#### [TASK TO CARRY OUT]
Condense the paragraph in the email thread below that begins "Step 3 of the triple generation protocol says" into a short bulleted list that keeps its main facts.

On Wed, Nov 4, 2009 at 3:18 PM, Marcel Keller <mkel...@cs.au.dk> wrote:
> Claudio Orlandi schrieb:
>>
>> On Wed, Nov 4, 2009 at 10:15 AM, Marcel Keller <mkel...@cs.au.dk> wrote:
>>>
>>> Claudio Orlandi wrote:
>>>>
>>>> On Wed, Nov 4, 2009 at 5:46 AM, Marcel Keller <mkel...@cs.au.dk> wrote:
>>>>>
>>>>> Hi Claudio and Jesper,
>>>>>
>>>>> In the code review of the OrlandiRuntime we found two points, we want
>>>>> to
>>>>> discuss with you.
>>>>>
>>>>> Step 3 of the triple generation protocol says: Coin-flip a subset
>>>>> \fancy_T
>>>>> \subset \fancy_M of size \lambda(2d + 1)M. The current implementation
>>>>> loops
>>>>> over the elements in \fancy_M and decides fifty-fifty for every element
>>>>> whether it should by in \fancy_T until there are enough elements in
>>>>> \fancy_T. I however think that this choice should be biased according
>>>>> to
>>>>> the
>>>>> size of \fancy_M and \fancy_T, i.e. every element of \fancy_M should be
>>>>> put
>>>>> in \fancy_T with probability \lambda(2d + 1)M / (1 + \lambda)(2d + 1)M
>>>>> =
>>>>> \lambda / (1 + \lambda). Furthermore, I think the probability should be
>>>>> updated whenever \fancy_M is processed completely and \fancy_T still is
>>>>> not
>>>>> big enough. Maybe it would be easier to choose \lambda(2d + 1)M  times
>>>>> a
>>>>> random element of the remaining ones in \fancy_M instead.
>>>>
>>>> So you could loop the elements of M and include them in T with
>>>> probability \lambda/(1+\lambda), but then you're not guaranteed that
>>>> you have enough triplets left in M.
>>>
>>> Exactly, that's why I suggested the solution which in that case would
>>> restart with an adapted probability.

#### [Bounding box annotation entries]
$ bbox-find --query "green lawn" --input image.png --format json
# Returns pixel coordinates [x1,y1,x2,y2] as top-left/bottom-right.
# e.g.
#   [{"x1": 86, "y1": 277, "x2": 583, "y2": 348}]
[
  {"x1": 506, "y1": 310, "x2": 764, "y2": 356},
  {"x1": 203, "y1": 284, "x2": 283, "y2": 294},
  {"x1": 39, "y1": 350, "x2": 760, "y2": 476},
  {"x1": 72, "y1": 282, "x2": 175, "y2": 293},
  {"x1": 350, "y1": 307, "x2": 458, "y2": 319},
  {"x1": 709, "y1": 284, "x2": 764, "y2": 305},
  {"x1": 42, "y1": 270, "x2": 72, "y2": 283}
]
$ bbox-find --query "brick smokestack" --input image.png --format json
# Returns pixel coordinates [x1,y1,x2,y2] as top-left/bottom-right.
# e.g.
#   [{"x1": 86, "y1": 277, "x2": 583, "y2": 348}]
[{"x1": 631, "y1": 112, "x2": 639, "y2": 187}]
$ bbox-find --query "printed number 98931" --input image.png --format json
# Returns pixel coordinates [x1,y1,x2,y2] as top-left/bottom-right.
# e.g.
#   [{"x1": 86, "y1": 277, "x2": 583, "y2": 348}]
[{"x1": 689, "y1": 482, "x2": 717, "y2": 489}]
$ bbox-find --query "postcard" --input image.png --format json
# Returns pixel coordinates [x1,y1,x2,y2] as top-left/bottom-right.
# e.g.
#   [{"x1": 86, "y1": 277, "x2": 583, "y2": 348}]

#### [RESULT]
- Step 3 of the triple generation protocol: coin-flip a subset \fancy_T \subset \fancy_M of size \lambda(2d + 1)M.
- The current implementation loops over the elements of \fancy_M. For each element it decides fifty-fifty whether that element goes into \fancy_T, and it stops once \fancy_T has enough elements.
- Proposed change: bias the choice by the sizes of \fancy_M and \fancy_T, so each element is put in \fancy_T with probability \lambda / (1 + \lambda).
- The probability should be updated whenever \fancy_M has been processed completely and \fancy_T is still not big enough.
- A possibly easier alternative is to pick a random element from those remaining in \fancy_M, \lambda(2d + 1)M times.